**本文抜粋:**
◇ ◇ ◇ ◇
図2図1(a)(b)に示した手すり枠を仮設足場の階段開口部に取り付けた状態の平面を示した図である。
図3図1(a)(b)に示した手すり枠を仮設足場の階段開口部に取り付けた状態の側面を示した図である。
図4】本発明にしたがう手すり枠の他の実施の形態を模式的に示した図であり、(a)は、その平面図であり、(b)は、その側面図である。
図5図4(a)(b)に示した手すり枠を仮設足場の階段開口部に取り付けた状態の平面を示した図である。
図6】図(a)(b)に示した手すり枠を仮設足場の階段開口部に取り付けた状態の側面を示した図である。
図7】本発明にしたがう手すり枠と連係部材との連結状況を示した図である。
図8】挟持片の変形例を示した図である。
図9】(a)~(c)は、固定片の正面、側面および背面をそれぞれ示した図である。
図10】(a)~(c)は、可動片の平面、側面および背面をそれぞれ示した図である。
図11】本発明にしたがう手すり枠の他の実施の形態を要部について示した図である。
◇ ◇ ◇ ◇
**行の一覧:**
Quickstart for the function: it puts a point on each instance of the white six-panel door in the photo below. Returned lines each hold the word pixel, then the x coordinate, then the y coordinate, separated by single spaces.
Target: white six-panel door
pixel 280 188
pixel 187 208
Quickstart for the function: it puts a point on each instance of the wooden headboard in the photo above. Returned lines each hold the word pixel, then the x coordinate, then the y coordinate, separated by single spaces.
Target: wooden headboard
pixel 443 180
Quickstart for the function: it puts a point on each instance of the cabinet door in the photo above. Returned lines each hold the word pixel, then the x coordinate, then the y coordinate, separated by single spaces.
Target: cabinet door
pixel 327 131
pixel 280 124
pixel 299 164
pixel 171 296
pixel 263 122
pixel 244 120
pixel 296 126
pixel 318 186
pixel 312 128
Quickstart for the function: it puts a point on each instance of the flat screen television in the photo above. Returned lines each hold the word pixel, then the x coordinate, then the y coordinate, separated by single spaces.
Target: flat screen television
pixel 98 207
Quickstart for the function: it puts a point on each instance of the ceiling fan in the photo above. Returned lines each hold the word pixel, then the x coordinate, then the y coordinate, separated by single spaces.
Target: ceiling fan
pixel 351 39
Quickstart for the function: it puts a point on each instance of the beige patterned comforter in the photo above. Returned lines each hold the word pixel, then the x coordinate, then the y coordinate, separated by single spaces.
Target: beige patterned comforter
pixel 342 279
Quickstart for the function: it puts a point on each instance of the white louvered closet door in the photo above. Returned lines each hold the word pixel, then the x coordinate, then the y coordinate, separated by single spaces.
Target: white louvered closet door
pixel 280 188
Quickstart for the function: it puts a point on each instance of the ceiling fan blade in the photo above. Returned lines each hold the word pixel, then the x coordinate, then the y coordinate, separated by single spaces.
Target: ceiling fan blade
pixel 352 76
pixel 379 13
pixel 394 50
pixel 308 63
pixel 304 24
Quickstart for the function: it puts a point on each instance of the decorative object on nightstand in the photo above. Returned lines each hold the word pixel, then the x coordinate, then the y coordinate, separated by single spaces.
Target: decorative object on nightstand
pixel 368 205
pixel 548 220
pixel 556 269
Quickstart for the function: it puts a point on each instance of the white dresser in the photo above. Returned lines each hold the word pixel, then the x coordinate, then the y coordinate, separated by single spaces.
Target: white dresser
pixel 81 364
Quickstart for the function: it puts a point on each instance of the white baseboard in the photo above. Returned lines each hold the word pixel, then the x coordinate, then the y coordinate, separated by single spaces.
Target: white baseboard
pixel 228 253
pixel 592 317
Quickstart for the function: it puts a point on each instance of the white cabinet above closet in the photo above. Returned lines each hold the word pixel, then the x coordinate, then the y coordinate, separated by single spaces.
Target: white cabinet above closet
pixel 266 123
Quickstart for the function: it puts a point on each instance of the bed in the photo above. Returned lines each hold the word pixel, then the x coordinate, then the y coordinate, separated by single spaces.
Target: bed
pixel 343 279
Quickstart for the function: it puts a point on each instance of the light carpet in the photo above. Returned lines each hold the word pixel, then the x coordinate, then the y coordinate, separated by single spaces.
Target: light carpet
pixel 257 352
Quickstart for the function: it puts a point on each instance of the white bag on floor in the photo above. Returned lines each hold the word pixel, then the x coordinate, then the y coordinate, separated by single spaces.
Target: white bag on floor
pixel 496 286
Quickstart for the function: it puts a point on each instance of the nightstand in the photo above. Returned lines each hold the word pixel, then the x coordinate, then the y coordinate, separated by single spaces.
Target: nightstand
◇ ◇ ◇ ◇
**作業内容:**
a - 本文抜粋のうち「図2図1(a)(b)に示した」から「図8】挟持片の変形例を示した図である。」までを、両端の語句も含めて一字も変えずに書き写してください。
b - 手すり枠の図面を説明した本文抜粋によれば、図8は何を示した図ですか。

**作業への回答:**
a -
図2図1(a)(b)に示した手すり枠を仮設足場の階段開口部に取り付けた状態の平面を示した図である。
図3図1(a)(b)に示した手すり枠を仮設足場の階段開口部に取り付けた状態の側面を示した図である。
図4】本発明にしたがう手すり枠の他の実施の形態を模式的に示した図であり、(a)は、その平面図であり、(b)は、その側面図である。
図5図4(a)(b)に示した手すり枠を仮設足場の階段開口部に取り付けた状態の平面を示した図である。
図6】図(a)(b)に示した手すり枠を仮設足場の階段開口部に取り付けた状態の側面を示した図である。
図7】本発明にしたがう手すり枠と連係部材との連結状況を示した図である。
図8】挟持片の変形例を示した図である。

b - 挟持片の変形例を示した図です。